**Work item:**
Please return only the lines from the one holding "Where can you see the distant" through the one holding "Where can you see the white", exactly as they appear in the records below, both ends included.

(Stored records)
--- START ---
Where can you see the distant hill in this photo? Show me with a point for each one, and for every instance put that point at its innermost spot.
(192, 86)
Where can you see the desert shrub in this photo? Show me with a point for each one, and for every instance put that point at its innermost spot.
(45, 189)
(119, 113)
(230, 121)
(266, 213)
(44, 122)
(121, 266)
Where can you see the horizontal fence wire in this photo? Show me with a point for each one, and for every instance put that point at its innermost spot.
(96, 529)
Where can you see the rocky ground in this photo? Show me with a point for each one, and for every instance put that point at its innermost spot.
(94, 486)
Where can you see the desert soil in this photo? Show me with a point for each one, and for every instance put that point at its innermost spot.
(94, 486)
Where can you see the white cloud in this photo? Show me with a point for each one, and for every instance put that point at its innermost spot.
--- END ---
--- START ---
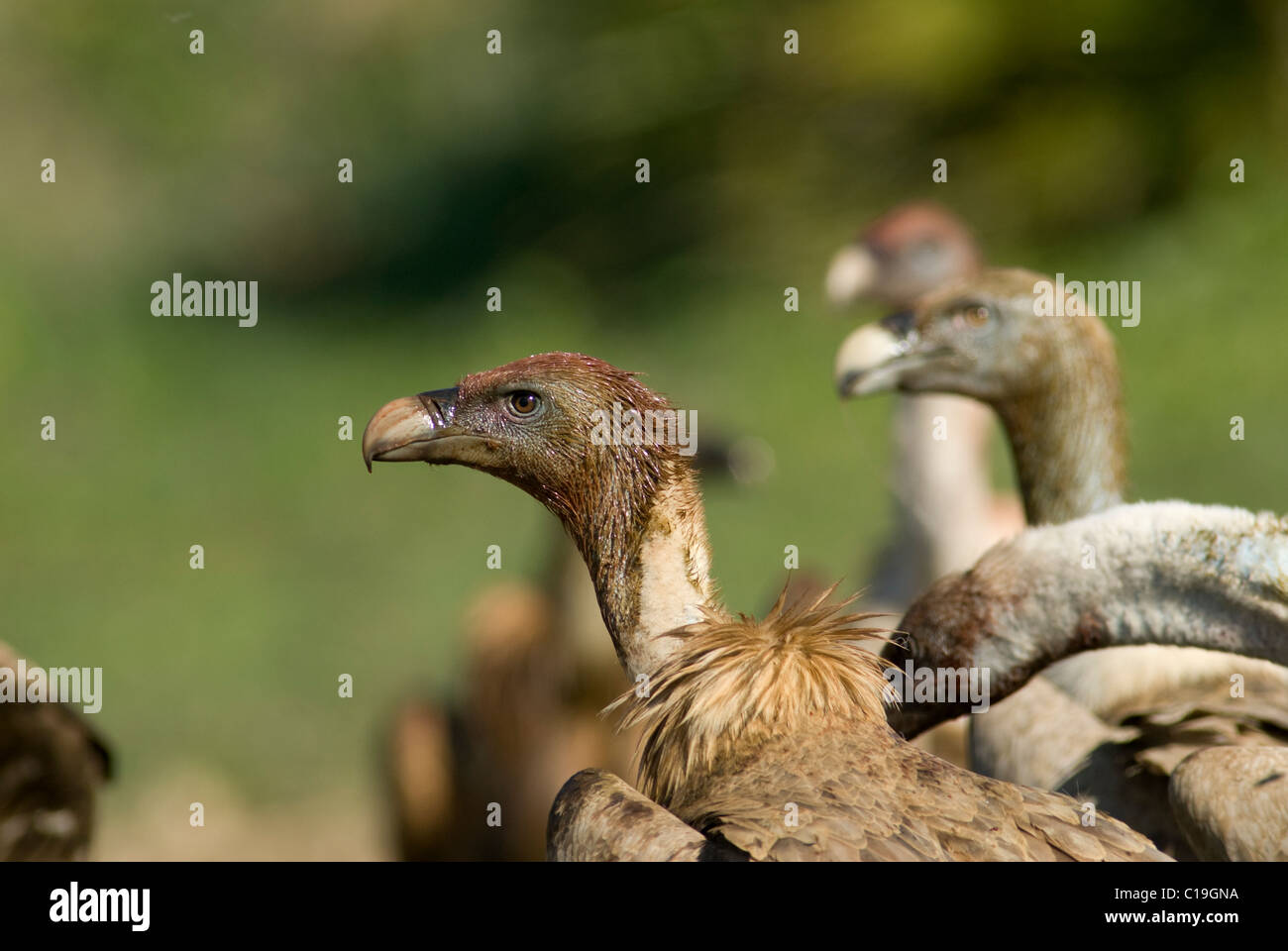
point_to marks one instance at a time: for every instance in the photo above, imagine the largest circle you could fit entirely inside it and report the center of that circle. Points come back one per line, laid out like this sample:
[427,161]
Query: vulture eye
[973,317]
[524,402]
--- END ---
**Completed exercise:**
Where can you see the distant hill in this photo? Show me with a point for each one, and for every instance put that point at its innermost spot.
(192, 86)
Where can you see the desert shrub in this photo? Show me with a point for each one, and for every instance put that point at its innermost spot.
(45, 189)
(119, 113)
(230, 121)
(266, 213)
(44, 122)
(121, 266)
Where can you see the horizontal fence wire in this photo? Show me with a point for each one, and for every instance put that point at its innermost spot.
(96, 529)
Where can you see the rocky ground in this photo? Show me with a point for each one, and for every instance put that point at its innermost spot.
(94, 486)
Where can you see the desert soil in this photo? Show me with a point for each one, and for every instance put that point at its innermost spot.
(94, 486)
Where can you see the white cloud in this photo? Show me with a point for each one, and for every instance put that point at its innermost spot.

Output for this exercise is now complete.